[SET EXERCISE] Pick out every line in the records below that contains the string "breaded" and copy each such line in full. The match is case-sensitive.
═══
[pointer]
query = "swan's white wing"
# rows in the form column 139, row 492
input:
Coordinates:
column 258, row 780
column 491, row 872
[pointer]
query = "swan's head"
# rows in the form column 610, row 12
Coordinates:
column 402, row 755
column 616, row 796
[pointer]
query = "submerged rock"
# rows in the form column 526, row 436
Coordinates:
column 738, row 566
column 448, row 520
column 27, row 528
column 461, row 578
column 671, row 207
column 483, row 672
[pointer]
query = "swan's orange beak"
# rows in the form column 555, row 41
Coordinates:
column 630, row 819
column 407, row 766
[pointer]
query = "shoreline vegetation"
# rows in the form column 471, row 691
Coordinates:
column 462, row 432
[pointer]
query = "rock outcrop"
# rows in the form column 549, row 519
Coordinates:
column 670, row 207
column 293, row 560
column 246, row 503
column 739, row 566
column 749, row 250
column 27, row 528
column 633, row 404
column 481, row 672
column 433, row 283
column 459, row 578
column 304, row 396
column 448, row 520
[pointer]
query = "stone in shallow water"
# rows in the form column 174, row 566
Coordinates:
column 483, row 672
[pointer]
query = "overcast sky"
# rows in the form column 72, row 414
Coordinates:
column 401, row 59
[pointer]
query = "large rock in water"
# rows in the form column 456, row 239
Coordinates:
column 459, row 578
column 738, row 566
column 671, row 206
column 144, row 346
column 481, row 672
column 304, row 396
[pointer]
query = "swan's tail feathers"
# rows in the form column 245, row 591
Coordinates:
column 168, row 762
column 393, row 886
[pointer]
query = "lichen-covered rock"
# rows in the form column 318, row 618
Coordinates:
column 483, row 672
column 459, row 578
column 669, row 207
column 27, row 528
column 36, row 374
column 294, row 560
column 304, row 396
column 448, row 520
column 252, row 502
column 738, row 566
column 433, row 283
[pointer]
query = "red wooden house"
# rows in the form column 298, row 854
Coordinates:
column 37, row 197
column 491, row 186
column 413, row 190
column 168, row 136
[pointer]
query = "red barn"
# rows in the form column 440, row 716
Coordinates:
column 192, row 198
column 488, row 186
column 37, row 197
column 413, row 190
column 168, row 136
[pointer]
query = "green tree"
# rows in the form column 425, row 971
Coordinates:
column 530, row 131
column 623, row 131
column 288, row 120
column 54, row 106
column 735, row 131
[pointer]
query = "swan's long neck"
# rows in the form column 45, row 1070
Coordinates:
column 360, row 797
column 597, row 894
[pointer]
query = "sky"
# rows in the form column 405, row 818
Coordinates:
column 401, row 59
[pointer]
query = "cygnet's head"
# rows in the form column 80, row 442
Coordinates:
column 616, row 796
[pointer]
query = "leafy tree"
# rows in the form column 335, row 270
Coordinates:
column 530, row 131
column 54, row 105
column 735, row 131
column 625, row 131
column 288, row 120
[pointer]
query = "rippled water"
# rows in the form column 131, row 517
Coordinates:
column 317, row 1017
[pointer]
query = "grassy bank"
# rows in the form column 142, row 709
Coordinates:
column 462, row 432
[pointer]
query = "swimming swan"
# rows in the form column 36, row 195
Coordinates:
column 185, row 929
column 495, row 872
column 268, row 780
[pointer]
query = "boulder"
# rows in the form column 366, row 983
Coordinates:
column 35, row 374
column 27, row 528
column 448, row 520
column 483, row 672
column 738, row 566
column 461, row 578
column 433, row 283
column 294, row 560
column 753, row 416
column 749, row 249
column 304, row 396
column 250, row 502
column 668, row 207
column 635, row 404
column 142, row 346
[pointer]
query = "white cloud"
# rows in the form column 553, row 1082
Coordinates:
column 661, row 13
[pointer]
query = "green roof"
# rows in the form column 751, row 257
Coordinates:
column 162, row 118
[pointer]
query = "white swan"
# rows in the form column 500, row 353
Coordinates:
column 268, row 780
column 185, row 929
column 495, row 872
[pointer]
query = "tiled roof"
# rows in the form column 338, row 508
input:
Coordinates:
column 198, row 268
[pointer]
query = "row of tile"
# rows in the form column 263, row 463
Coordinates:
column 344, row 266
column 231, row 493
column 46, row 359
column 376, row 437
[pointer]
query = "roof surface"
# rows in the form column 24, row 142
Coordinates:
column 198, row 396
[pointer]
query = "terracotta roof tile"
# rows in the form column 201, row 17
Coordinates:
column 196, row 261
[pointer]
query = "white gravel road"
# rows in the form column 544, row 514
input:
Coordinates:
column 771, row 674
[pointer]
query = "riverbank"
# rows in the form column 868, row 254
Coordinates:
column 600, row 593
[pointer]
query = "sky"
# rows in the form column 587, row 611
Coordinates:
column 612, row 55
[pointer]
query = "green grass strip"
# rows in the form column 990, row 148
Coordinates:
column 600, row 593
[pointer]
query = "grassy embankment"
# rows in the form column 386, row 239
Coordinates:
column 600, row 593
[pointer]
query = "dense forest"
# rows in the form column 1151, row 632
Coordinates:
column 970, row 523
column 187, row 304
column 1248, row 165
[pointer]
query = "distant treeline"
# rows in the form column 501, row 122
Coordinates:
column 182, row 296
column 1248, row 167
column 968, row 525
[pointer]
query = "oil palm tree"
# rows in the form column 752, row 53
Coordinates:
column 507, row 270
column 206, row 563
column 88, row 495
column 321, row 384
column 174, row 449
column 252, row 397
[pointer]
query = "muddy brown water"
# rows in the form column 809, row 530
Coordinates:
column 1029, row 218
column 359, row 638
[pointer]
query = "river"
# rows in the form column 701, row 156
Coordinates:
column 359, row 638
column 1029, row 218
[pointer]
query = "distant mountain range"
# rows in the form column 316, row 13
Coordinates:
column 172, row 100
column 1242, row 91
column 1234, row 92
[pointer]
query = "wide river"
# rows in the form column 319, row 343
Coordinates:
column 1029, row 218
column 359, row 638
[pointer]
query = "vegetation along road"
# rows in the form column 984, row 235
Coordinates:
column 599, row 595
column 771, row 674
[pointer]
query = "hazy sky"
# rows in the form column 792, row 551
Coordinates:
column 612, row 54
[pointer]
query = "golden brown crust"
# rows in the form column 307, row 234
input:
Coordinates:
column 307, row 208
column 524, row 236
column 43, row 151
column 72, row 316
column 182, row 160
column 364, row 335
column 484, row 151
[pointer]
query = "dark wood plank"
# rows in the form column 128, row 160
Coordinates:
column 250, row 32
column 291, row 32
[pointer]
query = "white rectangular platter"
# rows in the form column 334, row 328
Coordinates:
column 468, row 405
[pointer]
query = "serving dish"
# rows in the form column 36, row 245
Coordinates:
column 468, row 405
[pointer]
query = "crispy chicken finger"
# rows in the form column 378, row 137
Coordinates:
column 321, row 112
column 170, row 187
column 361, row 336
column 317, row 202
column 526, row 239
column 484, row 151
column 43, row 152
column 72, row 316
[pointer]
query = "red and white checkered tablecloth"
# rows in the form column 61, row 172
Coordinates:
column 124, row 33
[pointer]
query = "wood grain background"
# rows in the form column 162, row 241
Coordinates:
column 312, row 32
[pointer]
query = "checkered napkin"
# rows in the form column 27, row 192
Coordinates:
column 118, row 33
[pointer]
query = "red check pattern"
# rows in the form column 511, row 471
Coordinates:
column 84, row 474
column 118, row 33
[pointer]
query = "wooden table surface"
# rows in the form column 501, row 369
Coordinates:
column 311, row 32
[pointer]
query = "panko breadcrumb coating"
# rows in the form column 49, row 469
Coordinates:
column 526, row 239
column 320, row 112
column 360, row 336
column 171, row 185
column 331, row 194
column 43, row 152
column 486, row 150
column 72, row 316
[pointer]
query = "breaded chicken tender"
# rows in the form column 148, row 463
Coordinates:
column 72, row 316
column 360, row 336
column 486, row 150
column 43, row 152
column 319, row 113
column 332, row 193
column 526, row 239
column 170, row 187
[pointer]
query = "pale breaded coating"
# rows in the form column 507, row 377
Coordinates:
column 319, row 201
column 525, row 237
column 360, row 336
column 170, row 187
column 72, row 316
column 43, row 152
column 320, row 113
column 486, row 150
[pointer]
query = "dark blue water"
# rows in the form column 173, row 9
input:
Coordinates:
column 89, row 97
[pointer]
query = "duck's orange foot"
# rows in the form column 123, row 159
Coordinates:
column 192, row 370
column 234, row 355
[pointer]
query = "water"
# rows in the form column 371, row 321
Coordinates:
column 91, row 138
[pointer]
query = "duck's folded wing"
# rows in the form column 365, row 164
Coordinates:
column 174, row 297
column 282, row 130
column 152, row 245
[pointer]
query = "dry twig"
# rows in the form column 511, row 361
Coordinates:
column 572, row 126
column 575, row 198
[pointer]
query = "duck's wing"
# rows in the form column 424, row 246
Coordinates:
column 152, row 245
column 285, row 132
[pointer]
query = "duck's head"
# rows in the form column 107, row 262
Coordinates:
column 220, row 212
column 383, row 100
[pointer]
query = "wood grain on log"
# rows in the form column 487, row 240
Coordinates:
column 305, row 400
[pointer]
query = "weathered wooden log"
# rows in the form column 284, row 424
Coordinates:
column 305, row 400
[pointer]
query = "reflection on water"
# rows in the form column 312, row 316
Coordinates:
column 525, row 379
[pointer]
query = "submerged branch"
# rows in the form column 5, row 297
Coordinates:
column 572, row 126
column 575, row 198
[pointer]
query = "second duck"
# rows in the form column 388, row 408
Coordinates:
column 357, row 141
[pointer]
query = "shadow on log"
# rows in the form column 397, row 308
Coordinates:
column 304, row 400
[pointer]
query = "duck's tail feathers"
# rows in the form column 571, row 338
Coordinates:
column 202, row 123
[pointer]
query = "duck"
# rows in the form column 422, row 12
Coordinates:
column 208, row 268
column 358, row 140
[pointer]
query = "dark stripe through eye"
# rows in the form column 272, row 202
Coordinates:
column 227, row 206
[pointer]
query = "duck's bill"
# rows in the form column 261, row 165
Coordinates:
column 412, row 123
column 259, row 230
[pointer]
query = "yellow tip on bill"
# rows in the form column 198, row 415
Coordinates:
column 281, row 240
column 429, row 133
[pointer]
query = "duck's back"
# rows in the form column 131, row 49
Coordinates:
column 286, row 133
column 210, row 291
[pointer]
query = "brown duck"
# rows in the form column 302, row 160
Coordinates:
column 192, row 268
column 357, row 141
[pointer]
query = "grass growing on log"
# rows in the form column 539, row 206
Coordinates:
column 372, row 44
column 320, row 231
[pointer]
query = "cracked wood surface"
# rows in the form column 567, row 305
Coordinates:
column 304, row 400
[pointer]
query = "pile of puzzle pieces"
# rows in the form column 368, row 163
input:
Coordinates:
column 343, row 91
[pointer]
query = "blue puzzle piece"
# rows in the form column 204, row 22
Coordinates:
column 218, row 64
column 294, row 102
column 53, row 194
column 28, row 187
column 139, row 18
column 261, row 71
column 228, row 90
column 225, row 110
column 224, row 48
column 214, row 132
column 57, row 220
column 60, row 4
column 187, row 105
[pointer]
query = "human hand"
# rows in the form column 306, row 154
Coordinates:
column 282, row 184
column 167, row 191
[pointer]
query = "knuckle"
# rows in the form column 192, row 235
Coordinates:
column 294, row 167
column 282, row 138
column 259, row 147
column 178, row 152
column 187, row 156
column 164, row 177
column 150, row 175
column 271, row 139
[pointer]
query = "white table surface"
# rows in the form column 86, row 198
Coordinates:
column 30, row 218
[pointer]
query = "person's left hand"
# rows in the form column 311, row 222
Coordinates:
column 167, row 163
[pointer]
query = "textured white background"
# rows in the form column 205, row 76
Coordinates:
═══
[WRITTEN RESPONSE]
query = "breaded chicken tender"
query = "pale breaded coating"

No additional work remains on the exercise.